* **Material to process**
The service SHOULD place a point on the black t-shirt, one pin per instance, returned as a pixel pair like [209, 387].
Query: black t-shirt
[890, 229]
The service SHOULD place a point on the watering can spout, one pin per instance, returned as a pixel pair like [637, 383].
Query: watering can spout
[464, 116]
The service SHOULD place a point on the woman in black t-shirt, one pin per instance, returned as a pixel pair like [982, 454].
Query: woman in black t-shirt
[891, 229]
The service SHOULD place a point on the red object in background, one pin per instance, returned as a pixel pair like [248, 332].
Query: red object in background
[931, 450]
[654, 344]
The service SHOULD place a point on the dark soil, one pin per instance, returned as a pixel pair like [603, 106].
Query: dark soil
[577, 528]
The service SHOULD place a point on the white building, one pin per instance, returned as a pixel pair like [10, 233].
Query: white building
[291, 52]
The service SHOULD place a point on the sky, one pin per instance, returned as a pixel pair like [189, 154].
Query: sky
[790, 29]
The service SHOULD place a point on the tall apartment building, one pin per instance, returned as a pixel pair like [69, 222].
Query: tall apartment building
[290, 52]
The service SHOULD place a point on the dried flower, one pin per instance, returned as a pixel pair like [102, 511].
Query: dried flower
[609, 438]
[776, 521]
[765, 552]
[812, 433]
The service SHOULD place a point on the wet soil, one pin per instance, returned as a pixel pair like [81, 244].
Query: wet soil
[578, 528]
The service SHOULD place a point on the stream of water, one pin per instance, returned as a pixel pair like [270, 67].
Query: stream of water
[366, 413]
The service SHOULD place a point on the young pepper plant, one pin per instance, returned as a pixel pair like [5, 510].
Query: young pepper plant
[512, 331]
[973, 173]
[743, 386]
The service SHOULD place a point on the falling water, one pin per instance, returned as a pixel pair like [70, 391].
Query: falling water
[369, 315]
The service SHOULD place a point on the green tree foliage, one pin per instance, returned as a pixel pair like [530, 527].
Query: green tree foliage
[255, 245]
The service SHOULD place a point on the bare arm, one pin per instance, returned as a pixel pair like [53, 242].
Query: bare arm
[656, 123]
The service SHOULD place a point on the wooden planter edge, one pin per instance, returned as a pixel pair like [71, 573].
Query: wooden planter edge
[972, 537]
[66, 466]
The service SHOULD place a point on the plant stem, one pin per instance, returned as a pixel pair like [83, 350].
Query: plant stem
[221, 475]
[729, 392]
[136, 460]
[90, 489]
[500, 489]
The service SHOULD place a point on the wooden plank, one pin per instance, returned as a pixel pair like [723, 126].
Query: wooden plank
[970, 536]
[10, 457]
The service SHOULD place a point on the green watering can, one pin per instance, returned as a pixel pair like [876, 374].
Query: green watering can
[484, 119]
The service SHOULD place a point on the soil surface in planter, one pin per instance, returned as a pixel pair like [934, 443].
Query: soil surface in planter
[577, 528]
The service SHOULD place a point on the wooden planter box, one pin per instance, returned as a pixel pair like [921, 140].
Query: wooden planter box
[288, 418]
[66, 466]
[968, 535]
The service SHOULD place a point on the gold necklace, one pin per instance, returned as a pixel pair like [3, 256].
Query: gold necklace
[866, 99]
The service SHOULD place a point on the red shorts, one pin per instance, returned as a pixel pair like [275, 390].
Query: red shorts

* **Task**
Copy range, inclusive: the line holding "Query: wooden planter edge" to the line holding "like [921, 140].". Reproduce exactly those lines of the records above and no others.

* **Task result**
Query: wooden planter edge
[972, 537]
[66, 466]
The service SHOULD place a point on the plant stem, one pin per instance, returned as a pixel pair like [83, 350].
Query: plant stem
[221, 475]
[729, 392]
[136, 460]
[90, 489]
[500, 489]
The service SHOULD place a point on the wooden plank, one pin per instance, returned as a pixel pair like [723, 126].
Query: wooden plank
[970, 536]
[10, 457]
The service SHOULD place a point on the green watering can, one pin per instance, returned as a pixel pair like [876, 374].
Query: green watering can
[484, 119]
The service SHOULD place a point on the soil surface in planter, one pin per instance, returned as a pixel pair like [934, 443].
Query: soil surface in planter
[577, 528]
The service SHOULD place a point on the wooden planter box, one pin per instance, returned as a pixel pair like [921, 140].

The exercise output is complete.